## 所给文本
◆ ◆ ◆ ◆

/ Machine Learning

总结2-神经网络

逻辑回归神经网络,本文示例为三层网络。

第一层400,第二层25,第三层10。数据集5000。

1. 假设函数(Hypothesis)

$$ h_{\Theta}\left(x\right) = a^{\left(L\right)}=g\left(\Theta^{\left(L-1\right)T}a^{\left(L-1\right)}\right) $$

2. 成本函数(Cost Function)

$$ J\left( \Theta \right) =-\dfrac {1} {m}\left[ \sum _{i=1}^{m}\sum _{k=1}^{K}y_{k}^{\left( i\right)}\log \left( h_{\Theta}\left(x^{\left( i\right)}\right)\right)_{k}+\left( 1-y_{k}^{\left( i\right)}\right) \log \left( 1-\left( h_{\Theta}\left( x^{\left( i\right)}\right) \right) _{k}\right) \right]\\ +\dfrac {\lambda } {2m}\sum _{l=1}^{L-1}\sum _{i=1}^{s_{l}}\sum _{j=1}^{s_{l+1}}\left(\Theta _{ji}^{\left( l\right)}\right)^{2} $$
$s_{l}$ 为第 $l$ 层的逻辑单元数量,包含偏置单元(bias unit)。

$s_{l+1}$ 为第 $l+1$ 层的逻辑单元数量,不包含偏置单元(bias unit)。

Y = zeros(m, num_labels);
for i = 1 : m,
    Y(i, y(i)) = 1;
end

a1 = [ones(m, 1) X]; % 加 a0=1 列,5000x401
z2 = a1*Theta1'; % 5000x25
a2 = [ones(m, 1) sigmoid(z2)]; % 加 a0=1 列,5000x26
z3 = a2*Theta2'; % 5000x10
a3 = sigmoid(z3); % 5000x10

tempTheta1 = Theta1;
tempTheta1(:, 1) = 0;
tempTheta2 = Theta2;
tempTheta2(:, 1) = 0;

J = -1 / m * sum(sum(Y .* log(a3) + (1 - Y) .* log((1 - a3)))) + lambda / (2 * m) * sum([tempTheta1(:); tempTheta2(:)] .^ 2);

3. 梯度下降(Gradient Descent)

◆ ◆ ◆ ◆

(点标注记录)
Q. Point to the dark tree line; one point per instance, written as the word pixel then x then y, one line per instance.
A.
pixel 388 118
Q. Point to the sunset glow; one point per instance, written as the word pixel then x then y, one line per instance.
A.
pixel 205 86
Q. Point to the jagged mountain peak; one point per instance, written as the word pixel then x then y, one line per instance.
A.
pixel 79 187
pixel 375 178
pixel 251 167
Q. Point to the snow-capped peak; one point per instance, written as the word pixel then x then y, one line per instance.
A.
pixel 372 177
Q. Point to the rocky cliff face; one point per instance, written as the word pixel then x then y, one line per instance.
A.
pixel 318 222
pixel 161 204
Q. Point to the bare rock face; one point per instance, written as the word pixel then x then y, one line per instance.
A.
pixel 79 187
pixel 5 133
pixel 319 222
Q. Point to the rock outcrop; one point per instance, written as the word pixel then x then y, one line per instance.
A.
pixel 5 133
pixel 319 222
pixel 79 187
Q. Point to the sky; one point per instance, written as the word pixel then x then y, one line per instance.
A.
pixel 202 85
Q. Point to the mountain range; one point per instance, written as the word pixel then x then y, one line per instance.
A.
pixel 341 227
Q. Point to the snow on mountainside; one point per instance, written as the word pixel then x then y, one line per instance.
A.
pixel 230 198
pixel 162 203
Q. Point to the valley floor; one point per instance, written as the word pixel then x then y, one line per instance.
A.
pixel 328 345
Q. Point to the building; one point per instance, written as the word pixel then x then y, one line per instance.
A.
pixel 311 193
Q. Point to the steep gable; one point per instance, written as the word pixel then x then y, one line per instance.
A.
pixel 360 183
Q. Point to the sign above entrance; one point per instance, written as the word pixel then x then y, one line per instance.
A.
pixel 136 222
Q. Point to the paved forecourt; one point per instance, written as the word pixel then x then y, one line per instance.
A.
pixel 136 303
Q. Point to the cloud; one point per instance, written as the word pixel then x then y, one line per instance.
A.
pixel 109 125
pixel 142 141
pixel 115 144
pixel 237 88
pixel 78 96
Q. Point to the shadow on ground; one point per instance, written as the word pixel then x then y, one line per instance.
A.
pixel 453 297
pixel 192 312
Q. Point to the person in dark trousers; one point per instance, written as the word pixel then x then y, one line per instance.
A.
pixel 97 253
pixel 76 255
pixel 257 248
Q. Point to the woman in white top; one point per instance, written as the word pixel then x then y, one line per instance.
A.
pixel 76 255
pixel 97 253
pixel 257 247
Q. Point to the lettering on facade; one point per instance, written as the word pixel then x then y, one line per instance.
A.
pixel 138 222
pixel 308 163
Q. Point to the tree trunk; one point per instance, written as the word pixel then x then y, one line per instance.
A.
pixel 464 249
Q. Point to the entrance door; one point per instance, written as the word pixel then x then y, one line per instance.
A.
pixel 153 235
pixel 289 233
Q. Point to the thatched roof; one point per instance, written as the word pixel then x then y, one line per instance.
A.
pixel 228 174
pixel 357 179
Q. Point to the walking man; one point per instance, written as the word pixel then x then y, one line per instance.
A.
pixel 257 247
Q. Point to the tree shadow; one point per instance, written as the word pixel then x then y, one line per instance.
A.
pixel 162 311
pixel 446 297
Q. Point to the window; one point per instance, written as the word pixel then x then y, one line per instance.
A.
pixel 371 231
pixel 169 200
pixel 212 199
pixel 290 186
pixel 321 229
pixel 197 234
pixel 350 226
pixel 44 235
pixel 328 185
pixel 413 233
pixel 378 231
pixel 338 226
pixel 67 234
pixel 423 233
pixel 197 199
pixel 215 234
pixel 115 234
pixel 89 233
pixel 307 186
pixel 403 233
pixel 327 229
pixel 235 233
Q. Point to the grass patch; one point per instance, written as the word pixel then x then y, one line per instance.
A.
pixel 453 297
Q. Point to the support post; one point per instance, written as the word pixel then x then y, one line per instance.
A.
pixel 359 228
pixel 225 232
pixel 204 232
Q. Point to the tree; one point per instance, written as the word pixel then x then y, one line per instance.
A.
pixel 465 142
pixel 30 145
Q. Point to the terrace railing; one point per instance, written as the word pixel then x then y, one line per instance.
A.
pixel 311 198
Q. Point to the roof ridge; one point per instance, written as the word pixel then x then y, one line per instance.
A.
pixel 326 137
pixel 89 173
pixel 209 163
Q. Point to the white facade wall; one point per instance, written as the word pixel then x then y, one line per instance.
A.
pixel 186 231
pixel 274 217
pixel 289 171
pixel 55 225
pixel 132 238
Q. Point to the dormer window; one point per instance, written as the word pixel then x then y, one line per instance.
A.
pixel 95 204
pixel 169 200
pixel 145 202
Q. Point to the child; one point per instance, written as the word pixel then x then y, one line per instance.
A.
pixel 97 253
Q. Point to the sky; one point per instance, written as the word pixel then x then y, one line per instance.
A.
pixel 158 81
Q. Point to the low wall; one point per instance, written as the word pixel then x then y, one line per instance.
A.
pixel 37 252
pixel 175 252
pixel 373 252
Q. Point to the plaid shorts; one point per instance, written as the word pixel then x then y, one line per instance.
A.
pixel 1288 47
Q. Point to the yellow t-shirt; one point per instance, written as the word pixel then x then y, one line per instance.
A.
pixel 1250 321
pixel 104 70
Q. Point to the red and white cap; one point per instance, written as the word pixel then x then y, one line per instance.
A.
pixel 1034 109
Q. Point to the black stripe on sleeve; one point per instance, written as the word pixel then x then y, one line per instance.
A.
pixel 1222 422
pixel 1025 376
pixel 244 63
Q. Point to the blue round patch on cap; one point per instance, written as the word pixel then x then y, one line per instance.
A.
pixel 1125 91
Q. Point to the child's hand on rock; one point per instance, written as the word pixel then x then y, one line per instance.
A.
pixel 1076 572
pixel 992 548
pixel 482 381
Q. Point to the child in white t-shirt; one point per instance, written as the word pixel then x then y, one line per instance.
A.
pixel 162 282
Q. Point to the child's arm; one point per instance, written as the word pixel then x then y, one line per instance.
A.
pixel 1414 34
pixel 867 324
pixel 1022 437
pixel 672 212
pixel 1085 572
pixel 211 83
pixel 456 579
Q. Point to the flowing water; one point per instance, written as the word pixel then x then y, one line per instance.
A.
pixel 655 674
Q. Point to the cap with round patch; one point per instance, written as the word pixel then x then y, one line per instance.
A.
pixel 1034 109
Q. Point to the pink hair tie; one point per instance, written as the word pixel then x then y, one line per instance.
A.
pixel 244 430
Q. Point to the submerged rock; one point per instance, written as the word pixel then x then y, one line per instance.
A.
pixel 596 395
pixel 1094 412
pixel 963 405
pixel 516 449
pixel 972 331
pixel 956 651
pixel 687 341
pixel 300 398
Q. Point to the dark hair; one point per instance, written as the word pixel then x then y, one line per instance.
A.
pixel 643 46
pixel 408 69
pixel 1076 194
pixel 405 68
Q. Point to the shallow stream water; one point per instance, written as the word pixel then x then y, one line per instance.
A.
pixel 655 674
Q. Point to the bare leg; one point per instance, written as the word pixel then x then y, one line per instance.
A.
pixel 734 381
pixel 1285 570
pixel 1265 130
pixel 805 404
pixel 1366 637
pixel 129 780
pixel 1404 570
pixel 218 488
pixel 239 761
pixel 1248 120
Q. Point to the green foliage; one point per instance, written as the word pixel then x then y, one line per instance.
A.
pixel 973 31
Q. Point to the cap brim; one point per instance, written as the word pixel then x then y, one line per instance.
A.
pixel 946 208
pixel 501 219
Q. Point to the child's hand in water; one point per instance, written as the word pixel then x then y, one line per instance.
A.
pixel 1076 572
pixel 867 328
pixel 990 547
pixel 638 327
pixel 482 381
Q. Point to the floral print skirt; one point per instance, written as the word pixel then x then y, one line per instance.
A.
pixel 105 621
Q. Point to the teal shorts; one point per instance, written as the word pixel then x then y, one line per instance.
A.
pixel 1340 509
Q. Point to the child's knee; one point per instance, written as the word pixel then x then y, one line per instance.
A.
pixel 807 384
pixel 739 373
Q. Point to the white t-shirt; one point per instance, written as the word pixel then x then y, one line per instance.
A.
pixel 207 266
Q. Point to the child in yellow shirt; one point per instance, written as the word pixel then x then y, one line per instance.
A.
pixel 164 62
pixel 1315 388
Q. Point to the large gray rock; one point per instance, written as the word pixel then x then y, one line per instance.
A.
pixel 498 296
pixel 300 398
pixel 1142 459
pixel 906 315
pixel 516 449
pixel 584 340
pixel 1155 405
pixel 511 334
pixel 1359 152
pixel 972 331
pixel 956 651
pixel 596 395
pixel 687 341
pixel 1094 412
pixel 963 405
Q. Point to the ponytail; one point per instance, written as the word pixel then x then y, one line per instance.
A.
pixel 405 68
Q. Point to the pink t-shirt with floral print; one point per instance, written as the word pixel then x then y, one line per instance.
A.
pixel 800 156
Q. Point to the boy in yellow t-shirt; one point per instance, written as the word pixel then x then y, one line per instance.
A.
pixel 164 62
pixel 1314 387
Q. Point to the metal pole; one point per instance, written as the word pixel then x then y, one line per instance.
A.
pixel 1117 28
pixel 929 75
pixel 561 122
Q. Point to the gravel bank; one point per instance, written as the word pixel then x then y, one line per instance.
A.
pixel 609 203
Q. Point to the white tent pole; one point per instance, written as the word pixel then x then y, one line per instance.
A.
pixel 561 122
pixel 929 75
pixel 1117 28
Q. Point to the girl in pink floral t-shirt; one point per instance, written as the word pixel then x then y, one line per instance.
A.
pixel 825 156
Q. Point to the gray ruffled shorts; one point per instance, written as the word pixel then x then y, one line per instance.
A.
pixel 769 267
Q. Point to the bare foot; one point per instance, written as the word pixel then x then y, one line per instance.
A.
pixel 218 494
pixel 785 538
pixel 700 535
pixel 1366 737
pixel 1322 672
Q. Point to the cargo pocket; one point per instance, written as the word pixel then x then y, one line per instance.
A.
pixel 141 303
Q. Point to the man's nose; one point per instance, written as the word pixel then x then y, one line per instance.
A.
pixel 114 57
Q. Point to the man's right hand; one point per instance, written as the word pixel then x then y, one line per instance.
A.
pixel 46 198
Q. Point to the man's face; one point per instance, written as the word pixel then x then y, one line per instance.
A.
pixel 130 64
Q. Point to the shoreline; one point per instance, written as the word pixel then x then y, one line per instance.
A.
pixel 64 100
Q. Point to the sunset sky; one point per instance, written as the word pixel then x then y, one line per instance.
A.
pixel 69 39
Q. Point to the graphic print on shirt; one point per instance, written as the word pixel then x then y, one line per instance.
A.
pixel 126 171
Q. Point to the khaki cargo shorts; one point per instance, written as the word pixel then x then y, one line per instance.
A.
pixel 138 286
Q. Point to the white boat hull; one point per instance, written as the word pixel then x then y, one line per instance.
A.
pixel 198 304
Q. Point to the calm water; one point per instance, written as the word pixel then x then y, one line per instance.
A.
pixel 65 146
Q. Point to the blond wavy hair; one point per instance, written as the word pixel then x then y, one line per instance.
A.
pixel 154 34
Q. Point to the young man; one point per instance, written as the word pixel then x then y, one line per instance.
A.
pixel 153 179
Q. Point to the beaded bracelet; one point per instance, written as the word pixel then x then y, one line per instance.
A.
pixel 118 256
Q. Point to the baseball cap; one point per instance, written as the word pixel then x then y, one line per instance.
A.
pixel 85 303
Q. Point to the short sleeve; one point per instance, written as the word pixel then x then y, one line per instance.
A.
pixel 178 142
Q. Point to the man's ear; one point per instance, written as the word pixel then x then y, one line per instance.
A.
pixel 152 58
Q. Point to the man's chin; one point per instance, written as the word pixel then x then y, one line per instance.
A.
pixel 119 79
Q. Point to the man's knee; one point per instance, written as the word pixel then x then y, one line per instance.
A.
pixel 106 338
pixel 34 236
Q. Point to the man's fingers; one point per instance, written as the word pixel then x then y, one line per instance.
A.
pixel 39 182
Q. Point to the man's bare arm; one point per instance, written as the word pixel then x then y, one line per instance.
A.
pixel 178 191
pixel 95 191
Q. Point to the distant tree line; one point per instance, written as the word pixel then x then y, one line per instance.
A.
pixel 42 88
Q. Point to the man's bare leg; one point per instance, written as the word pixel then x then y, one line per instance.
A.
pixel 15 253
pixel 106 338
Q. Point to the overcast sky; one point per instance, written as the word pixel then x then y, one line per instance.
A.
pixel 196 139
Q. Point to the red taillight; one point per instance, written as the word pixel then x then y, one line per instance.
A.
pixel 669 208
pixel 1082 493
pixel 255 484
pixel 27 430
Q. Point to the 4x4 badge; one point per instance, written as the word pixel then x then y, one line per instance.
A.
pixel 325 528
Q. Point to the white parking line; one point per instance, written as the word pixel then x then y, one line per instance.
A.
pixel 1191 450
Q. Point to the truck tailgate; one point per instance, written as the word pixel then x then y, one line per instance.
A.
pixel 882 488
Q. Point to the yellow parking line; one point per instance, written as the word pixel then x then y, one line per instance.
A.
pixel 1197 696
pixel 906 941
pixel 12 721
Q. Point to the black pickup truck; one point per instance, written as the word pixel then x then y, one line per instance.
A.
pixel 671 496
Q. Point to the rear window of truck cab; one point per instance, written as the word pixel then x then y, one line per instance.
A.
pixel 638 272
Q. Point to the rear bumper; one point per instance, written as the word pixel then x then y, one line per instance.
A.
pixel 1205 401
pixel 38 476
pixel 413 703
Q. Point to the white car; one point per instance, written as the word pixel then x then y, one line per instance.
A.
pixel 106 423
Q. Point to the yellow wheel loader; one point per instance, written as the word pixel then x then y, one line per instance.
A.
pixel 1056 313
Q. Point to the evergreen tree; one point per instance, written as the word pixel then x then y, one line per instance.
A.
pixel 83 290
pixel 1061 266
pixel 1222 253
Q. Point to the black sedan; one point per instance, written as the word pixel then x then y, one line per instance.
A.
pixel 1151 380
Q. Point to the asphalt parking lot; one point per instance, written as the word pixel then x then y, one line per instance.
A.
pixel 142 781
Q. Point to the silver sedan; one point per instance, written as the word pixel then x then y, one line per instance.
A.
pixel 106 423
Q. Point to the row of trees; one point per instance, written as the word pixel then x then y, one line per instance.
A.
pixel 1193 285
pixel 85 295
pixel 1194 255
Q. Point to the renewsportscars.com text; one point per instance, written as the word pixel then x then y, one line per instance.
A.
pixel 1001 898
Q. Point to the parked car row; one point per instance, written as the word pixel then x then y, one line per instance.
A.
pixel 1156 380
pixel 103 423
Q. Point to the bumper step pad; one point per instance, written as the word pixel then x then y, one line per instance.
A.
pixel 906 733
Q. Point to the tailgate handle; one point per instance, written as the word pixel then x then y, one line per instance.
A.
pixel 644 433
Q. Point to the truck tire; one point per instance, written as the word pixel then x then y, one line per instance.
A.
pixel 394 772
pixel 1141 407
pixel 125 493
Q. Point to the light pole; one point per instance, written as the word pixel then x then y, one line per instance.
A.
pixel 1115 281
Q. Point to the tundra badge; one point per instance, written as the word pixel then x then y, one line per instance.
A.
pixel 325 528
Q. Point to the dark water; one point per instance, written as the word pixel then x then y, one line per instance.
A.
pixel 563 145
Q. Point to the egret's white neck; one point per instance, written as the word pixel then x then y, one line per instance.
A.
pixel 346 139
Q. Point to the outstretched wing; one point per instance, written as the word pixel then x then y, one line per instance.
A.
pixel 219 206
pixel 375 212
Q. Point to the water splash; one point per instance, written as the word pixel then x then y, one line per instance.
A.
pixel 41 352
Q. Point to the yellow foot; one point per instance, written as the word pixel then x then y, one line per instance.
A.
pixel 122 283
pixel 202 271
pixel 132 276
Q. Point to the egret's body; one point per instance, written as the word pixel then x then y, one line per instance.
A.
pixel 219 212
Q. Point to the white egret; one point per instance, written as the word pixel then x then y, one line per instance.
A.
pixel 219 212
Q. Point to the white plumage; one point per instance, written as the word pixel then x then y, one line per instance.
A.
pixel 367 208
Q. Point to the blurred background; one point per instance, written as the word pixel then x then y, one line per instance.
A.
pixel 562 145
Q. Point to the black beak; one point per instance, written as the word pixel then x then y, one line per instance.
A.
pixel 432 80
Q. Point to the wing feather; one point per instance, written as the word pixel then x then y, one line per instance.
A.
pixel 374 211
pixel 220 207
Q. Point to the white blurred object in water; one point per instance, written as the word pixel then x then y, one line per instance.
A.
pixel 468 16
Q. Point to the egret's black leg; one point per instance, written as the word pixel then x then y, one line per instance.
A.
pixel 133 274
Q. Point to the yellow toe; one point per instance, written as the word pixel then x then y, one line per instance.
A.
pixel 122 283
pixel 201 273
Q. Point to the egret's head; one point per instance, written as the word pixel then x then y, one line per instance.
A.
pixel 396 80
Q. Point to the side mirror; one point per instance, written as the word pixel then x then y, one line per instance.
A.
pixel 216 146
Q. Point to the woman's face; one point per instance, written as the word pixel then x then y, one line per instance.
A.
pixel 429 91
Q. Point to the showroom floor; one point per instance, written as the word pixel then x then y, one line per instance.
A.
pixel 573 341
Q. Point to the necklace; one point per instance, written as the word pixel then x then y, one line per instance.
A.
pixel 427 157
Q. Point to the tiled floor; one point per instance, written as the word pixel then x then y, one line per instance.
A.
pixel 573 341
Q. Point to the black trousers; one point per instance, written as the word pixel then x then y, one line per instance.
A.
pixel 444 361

◆ ◆ ◆ ◆

## 任务说明
请把所给文本中从含有“1. 假设函数(Hypothesis)”的词句开始、到“为第 $l$ 层的逻辑单元数量,包含偏置单元(bias unit)。”结束的那一段重新写出，并将其中的“成本函数”换成“代价函数”，可以吗？ 作答时只依据所给文本。

## 回答
1. 假设函数(Hypothesis)

$$ h_{\Theta}\left(x\right) = a^{\left(L\right)}=g\left(\Theta^{\left(L-1\right)T}a^{\left(L-1\right)}\right) $$

2. 代价函数(Cost Function)

$$ J\left( \Theta \right) =-\dfrac {1} {m}\left[ \sum _{i=1}^{m}\sum _{k=1}^{K}y_{k}^{\left( i\right)}\log \left( h_{\Theta}\left(x^{\left( i\right)}\right)\right)_{k}+\left( 1-y_{k}^{\left( i\right)}\right) \log \left( 1-\left( h_{\Theta}\left( x^{\left( i\right)}\right) \right) _{k}\right) \right]\\ +\dfrac {\lambda } {2m}\sum _{l=1}^{L-1}\sum _{i=1}^{s_{l}}\sum _{j=1}^{s_{l+1}}\left(\Theta _{ji}^{\left( l\right)}\right)^{2} $$
$s_{l}$ 为第 $l$ 层的逻辑单元数量,包含偏置单元(bias unit)。